START Passage provided

For people who entered the US on a temporary visa and have been living here while waiting for a green card, the assumptions just changed. A new policy from immigration authorities has put in motion what could be the largest disruption to the green card process in a generation. The broad strokes: most people already living in the US who want permanent residency may now have to leave the country to apply for it. For some, that’s a long trip. For others, it could be a permanent one.

Understanding what this means requires knowing a little about how the system has worked for decades, why so many people built their lives around its existing pathways, and what the administration says it is actually trying to do.

How Green Card Applications Used to Work

For decades, immigrants already living in the US have had two main routes to a green card: applying through a US consulate in their home country, or applying from within the United States through a process called “adjustment of status.” That second route allowed eligible immigrants already in the US to obtain a green card without having to leave the country first.

In every year since 2018, more immigrants became permanent residents through the adjustment of status process than through consular processing abroad. For people who’ve built entire lives in the US, paying taxes, raising kids in American schools, working for US employers, this made sense. The idea that you’d need to fly home to get your green card approved, potentially waiting out a long consular backlog in another country, has always seemed disconnected from the reality of how people actually live.

At its broadest, this policy could affect more than 500,000 people who apply for green cards each year while living in the US. That number captures just how embedded this pathway has become in the overall immigration system.

What the New Memo Actually Says

On May 21, 2026, USCIS issued policy memorandum PM-602-0199, with a title that set off alarms across the immigration community: “Adjustment of Status is a Matter of Discretion and Administrative Grace, and an Extraordinary Relief that Permits Applicants to Dispense with the Ordinary Consular Visa Process.”

END Passage provided
START Record extracts

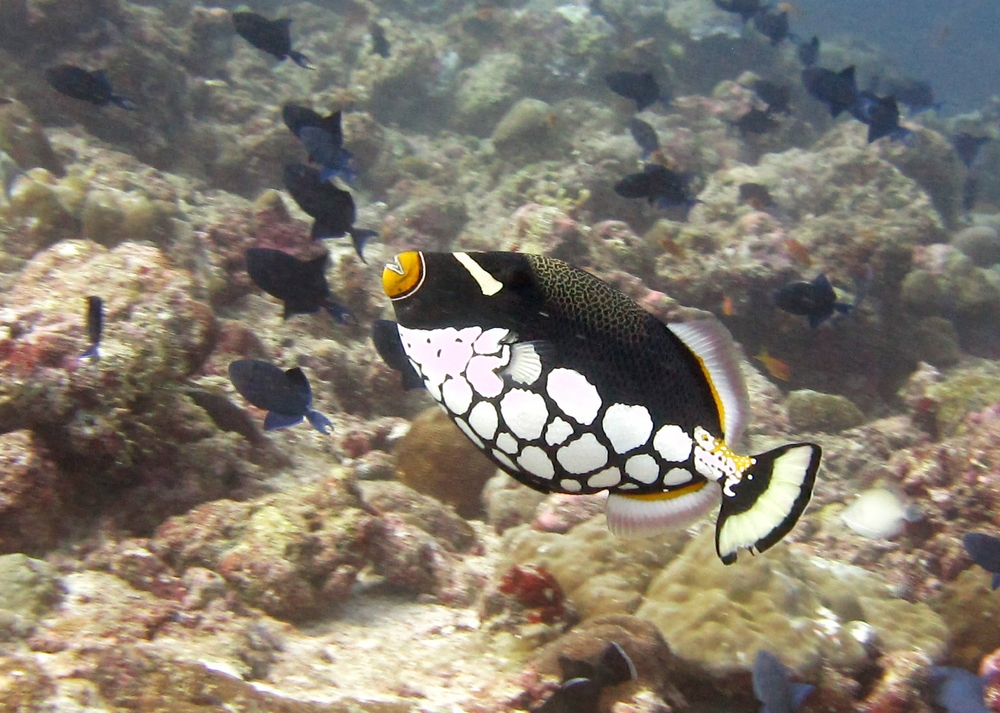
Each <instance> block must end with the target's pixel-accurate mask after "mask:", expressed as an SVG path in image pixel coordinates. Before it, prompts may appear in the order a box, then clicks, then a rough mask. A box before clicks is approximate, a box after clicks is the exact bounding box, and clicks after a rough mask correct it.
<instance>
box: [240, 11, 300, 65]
mask: <svg viewBox="0 0 1000 713" xmlns="http://www.w3.org/2000/svg"><path fill="white" fill-rule="evenodd" d="M291 24H292V20H291V18H289V17H282V18H279V19H277V20H268V19H267V18H266V17H264V16H263V15H258V14H257V13H256V12H247V11H244V12H234V13H233V27H234V28H236V34H238V35H239V36H240V37H242V38H243V39H245V40H246V41H247V42H249V43H250V44H252V45H253V46H254V47H256V48H257V49H259V50H263V51H264V52H267V53H268V54H270V55H273V56H274V57H277V58H278V59H279V60H283V59H285V57H289V58H291V60H292V61H293V62H295V64H297V65H299V66H300V67H303V68H304V69H312V67H311V66H309V60H308V58H307V57H306V56H305V55H304V54H302V53H301V52H296V51H295V50H293V49H292V35H291V31H290V28H289V25H291Z"/></svg>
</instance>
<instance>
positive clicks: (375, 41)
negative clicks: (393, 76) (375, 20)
mask: <svg viewBox="0 0 1000 713" xmlns="http://www.w3.org/2000/svg"><path fill="white" fill-rule="evenodd" d="M368 32H369V34H371V36H372V52H374V53H375V54H377V55H379V56H380V57H388V56H389V51H390V47H389V40H388V38H387V37H386V36H385V30H384V29H383V27H382V25H380V24H378V23H377V22H373V23H372V24H371V25H369V27H368Z"/></svg>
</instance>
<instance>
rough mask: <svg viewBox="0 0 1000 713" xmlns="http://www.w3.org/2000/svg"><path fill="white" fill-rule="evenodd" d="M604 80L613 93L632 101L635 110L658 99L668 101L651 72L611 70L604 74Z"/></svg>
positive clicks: (661, 100) (645, 105)
mask: <svg viewBox="0 0 1000 713" xmlns="http://www.w3.org/2000/svg"><path fill="white" fill-rule="evenodd" d="M604 81H605V82H606V83H607V85H608V87H609V88H610V89H611V91H613V92H614V93H615V94H618V95H619V96H623V97H625V98H626V99H631V100H632V101H634V102H635V110H636V111H642V110H643V109H645V108H646V107H647V106H650V105H652V104H655V103H656V102H658V101H662V102H663V103H664V104H666V103H668V102H669V101H670V99H669V96H668V95H667V94H666V93H662V92H660V85H659V84H657V83H656V78H655V77H653V73H652V72H612V73H611V74H605V75H604Z"/></svg>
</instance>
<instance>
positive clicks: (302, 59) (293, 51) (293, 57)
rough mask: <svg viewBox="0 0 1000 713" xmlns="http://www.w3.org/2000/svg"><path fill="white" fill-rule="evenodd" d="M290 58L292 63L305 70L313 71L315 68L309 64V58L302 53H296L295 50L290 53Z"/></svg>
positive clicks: (297, 52)
mask: <svg viewBox="0 0 1000 713" xmlns="http://www.w3.org/2000/svg"><path fill="white" fill-rule="evenodd" d="M288 56H289V57H291V59H292V61H293V62H295V64H297V65H299V66H300V67H302V68H303V69H313V66H312V65H311V64H309V58H308V57H306V56H305V55H304V54H302V53H301V52H296V51H295V50H292V51H291V52H289V53H288Z"/></svg>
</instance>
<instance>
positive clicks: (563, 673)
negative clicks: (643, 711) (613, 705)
mask: <svg viewBox="0 0 1000 713" xmlns="http://www.w3.org/2000/svg"><path fill="white" fill-rule="evenodd" d="M559 666H560V668H561V669H562V674H563V683H562V685H561V686H560V687H559V688H557V689H556V691H555V692H554V693H553V694H552V695H551V696H549V697H548V698H547V699H546V701H545V703H543V704H542V705H541V706H539V707H538V708H536V709H535V710H534V713H597V711H598V703H599V702H600V700H601V691H603V690H604V689H605V688H607V687H608V686H617V685H618V684H620V683H625V682H626V681H633V680H635V678H636V672H635V665H634V664H633V663H632V659H630V658H629V657H628V654H626V653H625V650H624V649H622V647H621V646H619V645H618V644H616V643H615V642H613V641H612V642H611V643H609V644H608V645H607V646H605V647H604V649H602V650H601V654H600V656H599V657H598V660H597V663H596V664H592V663H590V662H589V661H577V660H576V659H571V658H569V657H568V656H560V657H559Z"/></svg>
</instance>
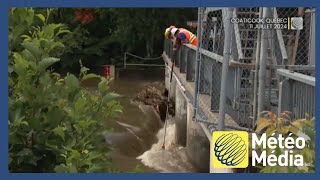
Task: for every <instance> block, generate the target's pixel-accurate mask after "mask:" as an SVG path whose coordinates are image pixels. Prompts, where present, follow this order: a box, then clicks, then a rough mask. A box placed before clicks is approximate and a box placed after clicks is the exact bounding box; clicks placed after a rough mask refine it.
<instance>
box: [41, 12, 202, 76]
mask: <svg viewBox="0 0 320 180" xmlns="http://www.w3.org/2000/svg"><path fill="white" fill-rule="evenodd" d="M78 10H79V9H78V8H58V9H55V10H54V11H53V12H52V14H53V18H51V19H50V20H49V22H55V23H64V24H68V26H69V27H70V28H71V30H72V33H69V34H67V35H66V36H64V37H63V39H62V41H63V42H64V44H65V48H64V53H63V55H62V57H61V61H60V62H59V63H58V64H59V66H58V65H57V66H56V69H59V70H61V69H62V70H63V69H70V70H73V71H75V70H78V69H79V68H78V60H79V59H82V62H83V63H84V65H85V66H87V67H89V68H90V69H93V68H95V67H99V66H100V65H102V64H114V65H122V63H123V55H124V53H125V52H130V53H133V54H137V55H139V56H142V57H158V56H160V55H161V54H162V51H163V41H164V36H163V33H164V30H165V28H167V27H169V26H170V25H176V26H177V27H183V28H187V29H190V27H188V26H187V21H190V20H196V19H197V9H196V8H99V9H98V8H92V9H89V11H90V12H92V13H93V14H94V19H93V20H92V21H90V22H88V23H85V24H83V23H82V22H81V21H78V20H77V18H76V15H75V14H76V12H77V11H78ZM38 11H43V10H41V9H39V10H38ZM190 30H191V31H195V29H190ZM159 61H161V60H159ZM140 62H141V60H140Z"/></svg>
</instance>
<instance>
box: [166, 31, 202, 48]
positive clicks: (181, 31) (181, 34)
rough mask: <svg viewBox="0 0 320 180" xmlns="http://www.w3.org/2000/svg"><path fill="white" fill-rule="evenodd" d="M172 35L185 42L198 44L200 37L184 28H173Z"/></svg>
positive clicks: (187, 42)
mask: <svg viewBox="0 0 320 180" xmlns="http://www.w3.org/2000/svg"><path fill="white" fill-rule="evenodd" d="M171 35H172V36H174V37H176V38H179V39H180V40H181V42H182V43H183V44H192V45H194V46H197V45H198V38H197V36H196V35H194V34H193V33H192V32H190V31H188V30H186V29H183V28H172V29H171Z"/></svg>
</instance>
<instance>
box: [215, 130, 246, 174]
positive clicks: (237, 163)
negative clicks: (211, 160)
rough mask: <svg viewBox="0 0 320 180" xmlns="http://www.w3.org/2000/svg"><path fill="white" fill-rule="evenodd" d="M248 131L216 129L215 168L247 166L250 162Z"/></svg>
mask: <svg viewBox="0 0 320 180" xmlns="http://www.w3.org/2000/svg"><path fill="white" fill-rule="evenodd" d="M248 141H249V139H248V133H247V132H245V131H215V132H214V133H213V134H212V145H213V147H212V148H211V149H212V152H211V153H212V163H213V167H215V168H246V167H248V164H249V148H248Z"/></svg>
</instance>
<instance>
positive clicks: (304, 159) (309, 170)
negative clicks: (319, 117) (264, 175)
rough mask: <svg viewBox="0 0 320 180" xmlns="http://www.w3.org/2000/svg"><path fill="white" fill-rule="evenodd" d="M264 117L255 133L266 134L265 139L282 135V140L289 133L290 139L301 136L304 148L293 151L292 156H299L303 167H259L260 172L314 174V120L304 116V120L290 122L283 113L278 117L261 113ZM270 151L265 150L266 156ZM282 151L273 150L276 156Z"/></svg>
mask: <svg viewBox="0 0 320 180" xmlns="http://www.w3.org/2000/svg"><path fill="white" fill-rule="evenodd" d="M262 113H263V114H264V115H263V117H261V118H260V119H258V121H257V128H256V133H262V132H264V133H266V136H267V137H270V136H272V134H273V133H275V134H282V136H283V137H284V138H286V137H288V136H289V134H290V133H292V134H293V135H292V136H291V137H293V138H297V137H299V136H301V135H302V134H303V135H304V136H305V137H309V138H308V139H306V147H305V148H304V149H302V150H298V149H294V150H293V155H295V154H301V155H302V156H303V158H304V163H305V167H302V168H298V167H282V166H266V167H263V166H259V168H260V171H261V172H264V173H275V172H282V173H303V172H308V173H311V172H315V160H316V159H315V119H314V118H310V117H309V115H306V117H305V118H304V119H297V120H292V119H291V117H290V114H291V113H290V112H283V113H281V116H280V117H278V116H277V115H276V114H274V113H272V112H267V111H266V112H262ZM271 151H272V150H271V149H269V148H268V149H267V156H268V155H269V154H271ZM282 153H283V152H282V150H281V149H280V148H279V147H277V148H276V150H275V153H273V154H275V155H276V156H279V155H280V154H282Z"/></svg>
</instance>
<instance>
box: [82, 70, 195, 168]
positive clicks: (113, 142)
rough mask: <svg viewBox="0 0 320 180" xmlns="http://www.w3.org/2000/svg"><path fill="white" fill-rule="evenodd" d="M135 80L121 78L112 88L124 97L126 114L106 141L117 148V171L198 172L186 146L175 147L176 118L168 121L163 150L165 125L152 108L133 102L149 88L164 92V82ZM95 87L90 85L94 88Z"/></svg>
mask: <svg viewBox="0 0 320 180" xmlns="http://www.w3.org/2000/svg"><path fill="white" fill-rule="evenodd" d="M132 77H133V76H131V78H130V77H129V78H128V77H127V78H117V79H116V80H114V81H113V82H112V84H111V87H110V88H111V89H112V90H113V91H115V92H117V93H119V94H121V95H122V96H123V97H121V98H120V99H119V100H120V103H121V105H122V106H123V113H122V114H121V115H120V117H118V118H117V119H116V120H115V121H113V122H112V123H111V124H110V125H111V126H112V128H113V131H111V132H109V133H107V134H106V135H105V139H106V142H107V143H108V144H110V145H111V146H112V149H113V150H112V154H111V156H112V164H113V166H114V168H117V169H119V170H121V171H125V172H129V171H132V170H133V169H134V168H135V167H137V166H139V167H140V168H141V169H143V171H144V172H167V173H170V172H196V170H195V168H194V167H193V166H192V164H191V163H190V162H189V160H188V157H187V155H186V149H185V147H181V146H178V145H176V144H175V123H174V119H171V120H169V121H168V125H167V134H166V143H165V147H166V148H165V150H163V149H162V148H161V147H162V144H163V136H164V128H163V126H164V123H163V122H162V121H161V120H160V118H159V116H158V115H157V114H156V113H155V111H154V109H153V108H152V107H151V106H146V105H142V104H138V103H135V102H132V99H133V98H134V97H135V96H136V95H137V93H139V92H140V91H141V90H142V89H143V88H145V87H146V86H150V85H151V86H154V87H156V88H158V89H159V90H161V91H163V90H164V81H162V79H160V78H158V79H159V80H155V79H150V78H149V79H148V78H145V77H148V76H147V75H146V76H143V75H142V76H139V77H138V78H132ZM135 77H137V76H135ZM142 77H144V78H142ZM92 85H93V86H92ZM95 85H96V84H95V83H91V84H90V83H89V84H88V86H91V87H94V86H95Z"/></svg>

END Record extracts

● **To do**
a - Answer these from the passage on the green card policy change, one line each:
(i) Since what year have more immigrants become permanent residents through adjustment of status than through consular processing abroad?
(ii) About how many people who apply for green cards each year while living in the US could the policy affect?
(iii) On what date did USCIS issue policy memorandum PM-602-0199?
b - In the passage on the green card policy change, recast the paragraph beginning "For decades, immigrants already living in the US" as a short bulleted list that keeps its main facts.
c - Write the next part of the passage on the green card policy change, picking up right after its final sentence.

● **Results for each task**
a -
(i) 2018
(ii) More than 500,000
(iii) May 21, 2026

b -
- For decades, immigrants already living in the US have had two main routes to a green card.
- Route one: apply through a US consulate in their home country.
- Route two: apply from within the United States through "adjustment of status."
- Adjustment of status let eligible immigrants already in the US get a green card without leaving the country first.

c -
The new policy memo reiterates that, consistent with what the agency describes as long-standing immigration law and court decisions, those seeking adjustment of status must do so through consular processing via the Department of State, outside the country. Officers are directed to consider all relevant factors on a case-by-case basis when determining whether a person’s situation qualifies as “extraordinary” enough to warrant staying in the US.

Officers were also directed to treat someone’s decision to seek adjustment of status, instead of going through the consular process overseas, as an “adverse factor” in their applications. In plain terms, wanting to stay in the US while applying for a green card will now count against you.

The policy memo does not provide a checklist or set of illustrative examples of what would constitute “extraordinary circumstances.” Instead, the memo frames adjustment of status itself as the “extraordinary” relief, and directs officers to apply a broad, totality-of-the-circumstances discretionary analysis case by case.

That vagueness is precisely what has the immigration legal community most concerned. Eligibility is no longer enough. Worthiness is the new standard.

Who Is Affected, and Who Might Be Spared

Under the new approach, people who entered on temporary visas, including students on F-1 visas, skilled workers on H-1Bs, intra-company transferees on L-1s, and tourists on B-1/B-2 visas, will generally not be able to transition to permanent residency without first leaving the country.

The American Immigration Lawyers Association called the new policy an attempt to “upend decades of processing of adjustment of status,” noting that it “applies very broadly to anyone seeking a green card.” That includes individuals married to US citizens, immigrants with humanitarian protection, holders of work visas, and student and religious visa holders.

Some categories appear more protected than others, at least for now. The memo suggested that people with so-called “dual intent” visas, such as H-1Bs for high-skilled workers, as well as refugees and asylees, would still be allowed to use the adjustment of status process. But the protection there is not total. The policy memo cautions that maintaining H-1B or L-1 dual-intent status alone is not sufficient, on its own, to warrant a favorable exercise of discretion.

Current and former US immigration officials told CBS News the memo would likely have wide-ranging implications, forcing groups like students, tourists, other temporary visa holders, and those who entered legally but overstayed their visas to leave the country before trying to obtain a green card through sponsorships filed by US citizen spouses or employers.

On its face, the memorandum is immediately applicable and draws no distinction between yet-to-be-filed applications and those already pending.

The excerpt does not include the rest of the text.